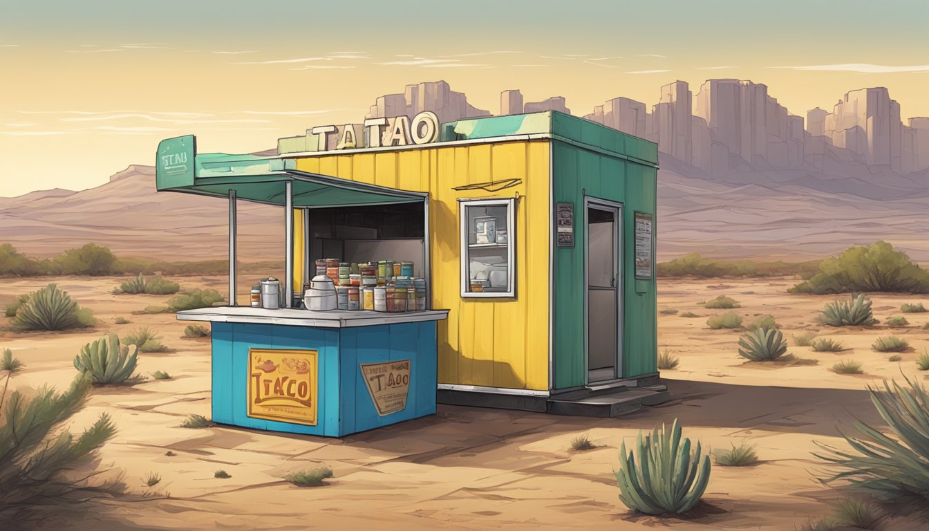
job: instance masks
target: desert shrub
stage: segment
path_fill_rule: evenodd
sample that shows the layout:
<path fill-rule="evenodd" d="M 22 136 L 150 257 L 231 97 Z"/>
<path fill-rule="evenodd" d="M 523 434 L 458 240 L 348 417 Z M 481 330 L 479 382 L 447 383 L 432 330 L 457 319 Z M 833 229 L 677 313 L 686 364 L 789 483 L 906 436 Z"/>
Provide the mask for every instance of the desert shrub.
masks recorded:
<path fill-rule="evenodd" d="M 739 355 L 752 362 L 776 360 L 787 352 L 787 339 L 780 330 L 760 328 L 739 339 Z"/>
<path fill-rule="evenodd" d="M 79 307 L 67 291 L 54 284 L 30 293 L 28 298 L 13 318 L 13 326 L 20 330 L 64 330 L 94 324 L 90 310 Z"/>
<path fill-rule="evenodd" d="M 162 337 L 146 326 L 140 326 L 123 337 L 124 345 L 136 345 L 140 352 L 164 352 L 168 350 L 162 344 Z"/>
<path fill-rule="evenodd" d="M 297 486 L 321 486 L 326 485 L 323 480 L 333 477 L 333 469 L 320 467 L 311 471 L 300 471 L 287 474 L 284 479 Z"/>
<path fill-rule="evenodd" d="M 924 306 L 922 306 L 922 302 L 917 302 L 915 304 L 910 304 L 908 302 L 900 306 L 900 312 L 903 312 L 904 313 L 922 313 L 925 311 L 926 309 Z"/>
<path fill-rule="evenodd" d="M 706 320 L 706 325 L 713 330 L 720 328 L 738 328 L 742 325 L 742 318 L 735 312 L 726 312 L 722 315 L 713 315 Z"/>
<path fill-rule="evenodd" d="M 878 338 L 871 344 L 871 348 L 879 352 L 902 352 L 909 348 L 909 343 L 896 336 L 887 336 L 886 338 Z"/>
<path fill-rule="evenodd" d="M 116 429 L 106 413 L 81 435 L 62 425 L 84 407 L 89 381 L 78 377 L 62 393 L 43 387 L 31 398 L 14 392 L 0 425 L 0 520 L 26 517 L 38 504 L 73 499 L 90 485 L 91 473 L 75 478 L 69 471 L 86 463 Z"/>
<path fill-rule="evenodd" d="M 813 341 L 810 344 L 814 352 L 841 352 L 844 351 L 845 348 L 842 345 L 842 341 L 836 341 L 835 339 L 830 339 L 828 338 L 819 338 L 818 339 Z"/>
<path fill-rule="evenodd" d="M 864 374 L 861 370 L 861 363 L 855 360 L 842 360 L 832 365 L 832 372 L 835 374 Z"/>
<path fill-rule="evenodd" d="M 862 293 L 850 300 L 836 300 L 823 308 L 819 322 L 828 326 L 868 326 L 878 321 L 871 312 L 871 299 Z"/>
<path fill-rule="evenodd" d="M 578 435 L 571 439 L 571 449 L 575 452 L 585 452 L 594 449 L 594 443 L 591 443 L 587 435 Z"/>
<path fill-rule="evenodd" d="M 116 257 L 108 247 L 87 244 L 76 249 L 68 249 L 52 260 L 53 272 L 59 274 L 113 274 Z"/>
<path fill-rule="evenodd" d="M 867 246 L 852 246 L 824 259 L 809 280 L 791 293 L 849 293 L 890 291 L 929 293 L 929 272 L 913 263 L 902 251 L 886 242 Z"/>
<path fill-rule="evenodd" d="M 690 511 L 710 482 L 710 456 L 700 453 L 700 442 L 691 451 L 690 439 L 681 437 L 676 418 L 670 431 L 661 424 L 643 438 L 640 430 L 631 452 L 625 441 L 620 448 L 620 500 L 647 514 Z"/>
<path fill-rule="evenodd" d="M 732 298 L 726 297 L 725 295 L 720 295 L 716 299 L 711 299 L 703 303 L 704 308 L 709 309 L 729 309 L 729 308 L 739 308 L 739 303 Z"/>
<path fill-rule="evenodd" d="M 661 349 L 658 353 L 658 368 L 670 370 L 677 368 L 681 359 L 671 352 L 671 349 Z"/>
<path fill-rule="evenodd" d="M 210 335 L 210 329 L 203 325 L 188 325 L 184 328 L 185 338 L 205 338 Z"/>
<path fill-rule="evenodd" d="M 761 315 L 754 321 L 748 324 L 745 326 L 746 330 L 774 330 L 776 328 L 780 328 L 780 325 L 774 322 L 774 317 L 770 315 Z"/>
<path fill-rule="evenodd" d="M 748 443 L 732 444 L 732 448 L 716 454 L 716 464 L 724 467 L 748 467 L 758 462 L 755 445 Z"/>
<path fill-rule="evenodd" d="M 793 346 L 795 347 L 809 347 L 813 344 L 813 339 L 816 339 L 816 332 L 801 332 L 792 337 Z"/>
<path fill-rule="evenodd" d="M 107 334 L 96 341 L 81 347 L 81 353 L 74 356 L 74 368 L 89 375 L 99 385 L 134 384 L 142 377 L 133 376 L 136 370 L 136 347 L 121 345 L 119 336 Z"/>
<path fill-rule="evenodd" d="M 183 312 L 197 308 L 209 308 L 213 303 L 224 300 L 215 289 L 195 289 L 190 293 L 180 293 L 168 300 L 169 312 Z"/>
<path fill-rule="evenodd" d="M 929 352 L 922 352 L 916 358 L 916 368 L 921 371 L 929 371 Z"/>
<path fill-rule="evenodd" d="M 884 321 L 884 324 L 891 328 L 902 328 L 903 326 L 909 325 L 909 321 L 907 321 L 907 318 L 903 315 L 895 315 L 893 317 L 888 317 L 887 320 Z"/>
<path fill-rule="evenodd" d="M 883 392 L 868 386 L 893 437 L 858 422 L 843 433 L 851 449 L 819 445 L 824 453 L 815 455 L 838 469 L 826 483 L 848 481 L 885 499 L 916 497 L 929 501 L 929 394 L 919 382 L 904 378 L 909 387 L 896 380 L 885 380 Z"/>
<path fill-rule="evenodd" d="M 209 428 L 213 426 L 213 420 L 210 420 L 203 415 L 189 415 L 183 422 L 180 423 L 181 428 Z"/>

• • • • •

GIVEN EXERCISE: Could you transcribe the entries word for word, from their start through the line that contains "523 434 L 458", and leave out the pictures?

EXERCISE SOLUTION:
job: instance masks
target: desert shrub
stage: segment
path_fill_rule: evenodd
sample that shows the layout:
<path fill-rule="evenodd" d="M 22 136 L 150 257 L 231 97 Z"/>
<path fill-rule="evenodd" d="M 523 434 L 458 240 L 348 417 Z M 481 330 L 479 382 L 447 383 L 432 330 L 457 319 Z M 833 229 L 677 313 L 686 364 L 789 483 L 906 436 Z"/>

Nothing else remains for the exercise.